L’erreur fatale du PS serait de choisir Ségolène Royal

par Sébastien Ticavet
vendredi 10 novembre 2006

Ségolène Royal semble bien partie pour devenir la candidate du Parti socialiste à l’élection présidentielle. Les militants socialistes sont sur le point de commettre une erreur qui pourrait s’avérer fatale pour leur parti.

Malgré les légers frémissements enregistrés ces dernières semaines dans les enquêtes menées auprès des sympathisants socialistes (et non auprès des militant qui seuls pourront voter lors de la désignation du candidat), malgré l’expression de quelques notes discordantes dans l’orchestre socialiste tout entier acquis à la cause de Ségolène Royal, malgré des débats qui ont semé le doute sur la stature présidentielle de l’ancienne ministre de l’Environnement, tout laisse à penser que les adhérents du parti choisiront la présidente du Conseil régional de Poitou-Charentes comme la candidate du PS à l’élection présidentielle.
::::
Selon le texte fourni, de quelle région Ségolène Royal préside-t-elle le Conseil régional ?

Éléments de données stockés:
::::
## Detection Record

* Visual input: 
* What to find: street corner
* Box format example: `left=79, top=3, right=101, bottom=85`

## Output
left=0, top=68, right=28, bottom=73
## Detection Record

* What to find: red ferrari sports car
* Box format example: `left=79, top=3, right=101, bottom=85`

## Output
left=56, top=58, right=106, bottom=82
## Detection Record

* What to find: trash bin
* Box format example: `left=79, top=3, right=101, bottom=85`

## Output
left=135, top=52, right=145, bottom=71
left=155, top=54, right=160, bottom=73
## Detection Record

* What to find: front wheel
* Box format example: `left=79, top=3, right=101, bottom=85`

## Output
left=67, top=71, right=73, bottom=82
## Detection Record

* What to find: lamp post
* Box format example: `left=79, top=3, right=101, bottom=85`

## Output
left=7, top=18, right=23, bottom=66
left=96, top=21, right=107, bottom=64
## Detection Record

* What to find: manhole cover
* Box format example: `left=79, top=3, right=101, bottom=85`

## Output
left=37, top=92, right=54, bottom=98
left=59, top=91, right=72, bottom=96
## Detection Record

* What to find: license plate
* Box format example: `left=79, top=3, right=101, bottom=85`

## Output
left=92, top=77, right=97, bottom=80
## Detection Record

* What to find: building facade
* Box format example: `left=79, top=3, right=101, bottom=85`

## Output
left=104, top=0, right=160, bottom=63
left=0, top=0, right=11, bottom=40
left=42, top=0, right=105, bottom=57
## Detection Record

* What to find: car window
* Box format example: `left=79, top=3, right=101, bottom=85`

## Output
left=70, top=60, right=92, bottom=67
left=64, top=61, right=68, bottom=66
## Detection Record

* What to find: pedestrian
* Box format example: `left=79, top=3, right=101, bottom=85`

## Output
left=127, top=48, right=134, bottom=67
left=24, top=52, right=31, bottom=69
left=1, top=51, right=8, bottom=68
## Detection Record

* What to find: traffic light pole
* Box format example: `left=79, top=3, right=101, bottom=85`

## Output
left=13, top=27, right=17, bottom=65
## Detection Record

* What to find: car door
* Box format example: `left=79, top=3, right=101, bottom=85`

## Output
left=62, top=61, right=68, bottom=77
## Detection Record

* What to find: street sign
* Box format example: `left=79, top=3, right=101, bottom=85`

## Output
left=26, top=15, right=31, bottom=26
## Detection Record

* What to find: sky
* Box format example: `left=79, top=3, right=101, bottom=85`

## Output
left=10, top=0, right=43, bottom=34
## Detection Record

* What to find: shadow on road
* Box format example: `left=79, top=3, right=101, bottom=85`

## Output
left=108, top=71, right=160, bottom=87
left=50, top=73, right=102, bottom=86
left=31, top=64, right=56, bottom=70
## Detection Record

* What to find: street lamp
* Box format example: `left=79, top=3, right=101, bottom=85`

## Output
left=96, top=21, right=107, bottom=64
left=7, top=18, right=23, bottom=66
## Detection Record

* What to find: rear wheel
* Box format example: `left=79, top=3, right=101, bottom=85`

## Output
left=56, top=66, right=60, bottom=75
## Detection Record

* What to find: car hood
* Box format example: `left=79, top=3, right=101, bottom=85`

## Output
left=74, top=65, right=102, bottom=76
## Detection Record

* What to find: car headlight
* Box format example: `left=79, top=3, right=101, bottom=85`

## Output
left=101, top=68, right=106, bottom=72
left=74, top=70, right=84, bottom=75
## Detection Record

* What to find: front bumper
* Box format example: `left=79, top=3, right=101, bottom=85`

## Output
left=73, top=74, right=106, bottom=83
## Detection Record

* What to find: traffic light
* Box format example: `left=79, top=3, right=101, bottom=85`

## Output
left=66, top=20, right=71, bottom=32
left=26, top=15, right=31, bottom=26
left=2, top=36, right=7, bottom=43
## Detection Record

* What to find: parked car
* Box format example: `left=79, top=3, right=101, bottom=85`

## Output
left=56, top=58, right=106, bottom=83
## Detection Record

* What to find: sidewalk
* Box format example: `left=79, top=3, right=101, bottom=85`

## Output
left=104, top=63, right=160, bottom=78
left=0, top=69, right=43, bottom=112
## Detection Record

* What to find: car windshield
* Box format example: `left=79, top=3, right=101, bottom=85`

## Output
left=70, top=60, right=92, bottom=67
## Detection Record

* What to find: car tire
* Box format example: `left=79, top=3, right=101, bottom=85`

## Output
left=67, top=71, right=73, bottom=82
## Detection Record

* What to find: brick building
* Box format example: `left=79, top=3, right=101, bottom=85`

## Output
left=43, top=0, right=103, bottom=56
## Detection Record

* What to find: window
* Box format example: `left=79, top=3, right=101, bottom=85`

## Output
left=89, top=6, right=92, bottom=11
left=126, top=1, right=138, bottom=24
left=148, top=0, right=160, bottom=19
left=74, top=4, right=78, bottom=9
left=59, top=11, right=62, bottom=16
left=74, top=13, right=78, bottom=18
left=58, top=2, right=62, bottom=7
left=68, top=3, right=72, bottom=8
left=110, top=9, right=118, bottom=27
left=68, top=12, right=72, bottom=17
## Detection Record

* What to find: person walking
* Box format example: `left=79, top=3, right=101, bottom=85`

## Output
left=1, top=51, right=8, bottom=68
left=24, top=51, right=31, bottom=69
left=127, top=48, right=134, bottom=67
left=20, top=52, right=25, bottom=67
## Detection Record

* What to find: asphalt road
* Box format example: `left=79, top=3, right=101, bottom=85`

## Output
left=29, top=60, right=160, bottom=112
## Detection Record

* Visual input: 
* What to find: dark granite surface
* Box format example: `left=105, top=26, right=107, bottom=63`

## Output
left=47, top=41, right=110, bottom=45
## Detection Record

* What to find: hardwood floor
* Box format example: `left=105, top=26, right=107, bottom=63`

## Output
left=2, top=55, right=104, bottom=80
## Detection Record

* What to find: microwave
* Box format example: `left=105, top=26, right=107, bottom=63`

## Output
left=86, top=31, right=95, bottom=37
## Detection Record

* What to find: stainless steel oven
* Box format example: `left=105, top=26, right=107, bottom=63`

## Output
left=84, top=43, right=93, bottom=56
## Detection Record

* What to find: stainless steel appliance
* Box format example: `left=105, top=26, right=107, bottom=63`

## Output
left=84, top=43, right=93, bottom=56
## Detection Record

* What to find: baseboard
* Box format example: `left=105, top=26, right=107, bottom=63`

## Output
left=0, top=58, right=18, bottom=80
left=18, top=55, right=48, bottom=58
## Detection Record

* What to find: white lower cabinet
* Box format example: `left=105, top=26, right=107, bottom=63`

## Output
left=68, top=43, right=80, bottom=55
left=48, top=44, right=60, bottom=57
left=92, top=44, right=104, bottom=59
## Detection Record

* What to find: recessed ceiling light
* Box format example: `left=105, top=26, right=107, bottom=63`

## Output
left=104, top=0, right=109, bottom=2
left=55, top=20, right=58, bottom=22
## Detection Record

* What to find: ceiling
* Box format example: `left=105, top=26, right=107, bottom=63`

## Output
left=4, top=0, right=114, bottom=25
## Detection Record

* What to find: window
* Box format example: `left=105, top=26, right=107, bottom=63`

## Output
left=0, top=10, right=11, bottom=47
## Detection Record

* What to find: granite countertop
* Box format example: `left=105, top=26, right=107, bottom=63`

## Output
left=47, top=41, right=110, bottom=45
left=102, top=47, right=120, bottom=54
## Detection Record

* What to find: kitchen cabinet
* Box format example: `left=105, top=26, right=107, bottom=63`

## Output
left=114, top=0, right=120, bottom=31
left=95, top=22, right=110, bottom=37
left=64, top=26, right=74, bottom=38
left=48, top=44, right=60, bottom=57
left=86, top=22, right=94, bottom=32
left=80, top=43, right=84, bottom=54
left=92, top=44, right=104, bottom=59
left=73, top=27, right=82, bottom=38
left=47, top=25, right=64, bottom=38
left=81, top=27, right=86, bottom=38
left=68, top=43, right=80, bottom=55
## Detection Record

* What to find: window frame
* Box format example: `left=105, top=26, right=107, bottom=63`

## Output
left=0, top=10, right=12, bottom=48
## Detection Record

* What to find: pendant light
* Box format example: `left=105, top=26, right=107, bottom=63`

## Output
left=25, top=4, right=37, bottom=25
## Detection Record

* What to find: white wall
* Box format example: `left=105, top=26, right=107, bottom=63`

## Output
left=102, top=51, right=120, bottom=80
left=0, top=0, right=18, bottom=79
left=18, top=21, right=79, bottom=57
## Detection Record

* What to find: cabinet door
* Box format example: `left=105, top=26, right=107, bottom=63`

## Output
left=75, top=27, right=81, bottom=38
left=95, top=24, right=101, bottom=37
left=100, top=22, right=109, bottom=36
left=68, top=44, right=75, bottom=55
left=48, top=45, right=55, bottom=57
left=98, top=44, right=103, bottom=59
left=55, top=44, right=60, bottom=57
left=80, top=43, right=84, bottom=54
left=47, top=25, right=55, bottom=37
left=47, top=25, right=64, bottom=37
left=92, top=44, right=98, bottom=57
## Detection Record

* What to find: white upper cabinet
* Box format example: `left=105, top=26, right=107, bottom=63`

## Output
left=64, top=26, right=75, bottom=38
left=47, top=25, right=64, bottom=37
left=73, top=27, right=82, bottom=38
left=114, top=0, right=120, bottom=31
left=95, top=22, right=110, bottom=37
::::
Réponse complète –
Elle préside le Conseil régional de Poitou-Charentes.